**Dataset content:**
--------------------------------

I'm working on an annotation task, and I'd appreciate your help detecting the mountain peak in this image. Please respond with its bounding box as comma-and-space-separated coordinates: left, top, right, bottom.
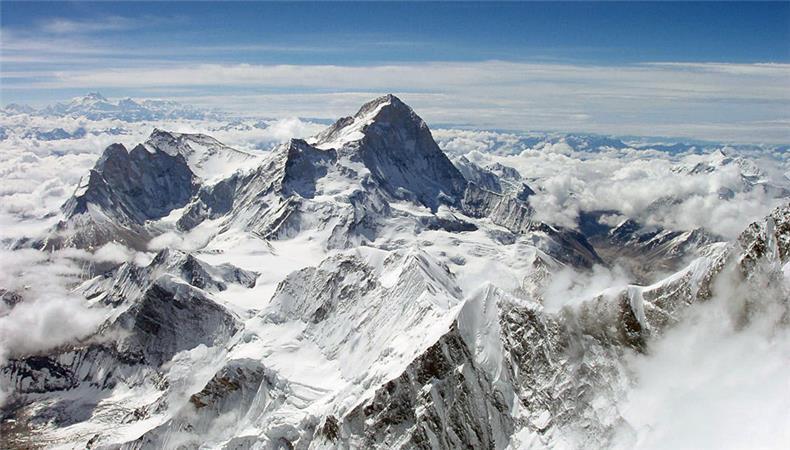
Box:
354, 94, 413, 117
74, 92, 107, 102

--------------------------------

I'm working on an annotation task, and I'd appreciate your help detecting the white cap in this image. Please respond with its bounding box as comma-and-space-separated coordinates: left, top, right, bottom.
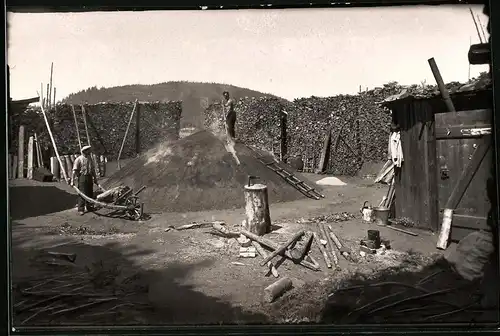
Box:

--------------------------------

**Required work:**
Scale the lines starting at the one containing "detecting the mountain" and ending at the one containing "74, 92, 107, 102", request included, by writing them out again with every bounding box coordinate in the answers multiplied by 1.95 and rounded to a whole number, halves rounding up. Reproduce only those lines and omit the pictures.

**Written reply:**
I'm working on an annotation task, and I'd appreciate your help detecting the mountain peak in this image. Please respond with its bounding box as comma-and-space-separated coordinates: left, top, right, bottom.
Box:
690, 183, 805, 228
144, 179, 209, 199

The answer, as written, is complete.